▶ AIM OF THE TASK: Return the line containing "of the green" and every line after it through the end of the entries below, with no other lines.

Recorded data
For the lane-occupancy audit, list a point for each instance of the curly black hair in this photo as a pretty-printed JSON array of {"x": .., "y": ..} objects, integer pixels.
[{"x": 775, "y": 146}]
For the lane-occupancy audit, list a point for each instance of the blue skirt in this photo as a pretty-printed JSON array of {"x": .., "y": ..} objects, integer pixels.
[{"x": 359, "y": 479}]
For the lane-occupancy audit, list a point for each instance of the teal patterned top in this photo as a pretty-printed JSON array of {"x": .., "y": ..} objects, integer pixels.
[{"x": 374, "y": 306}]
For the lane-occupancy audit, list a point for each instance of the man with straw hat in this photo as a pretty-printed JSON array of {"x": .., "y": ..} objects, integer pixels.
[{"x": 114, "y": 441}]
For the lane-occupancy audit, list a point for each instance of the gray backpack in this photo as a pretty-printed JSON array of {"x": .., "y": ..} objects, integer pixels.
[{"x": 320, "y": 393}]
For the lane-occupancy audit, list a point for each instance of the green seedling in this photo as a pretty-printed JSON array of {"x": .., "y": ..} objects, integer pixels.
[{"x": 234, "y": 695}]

▶ WRITTEN REPLY:
For the lane-occupancy audit, list a point for each instance of the green seedling in this photo as a pretty-printed JSON array of {"x": .., "y": ..} objects, integer pixels.
[{"x": 234, "y": 695}]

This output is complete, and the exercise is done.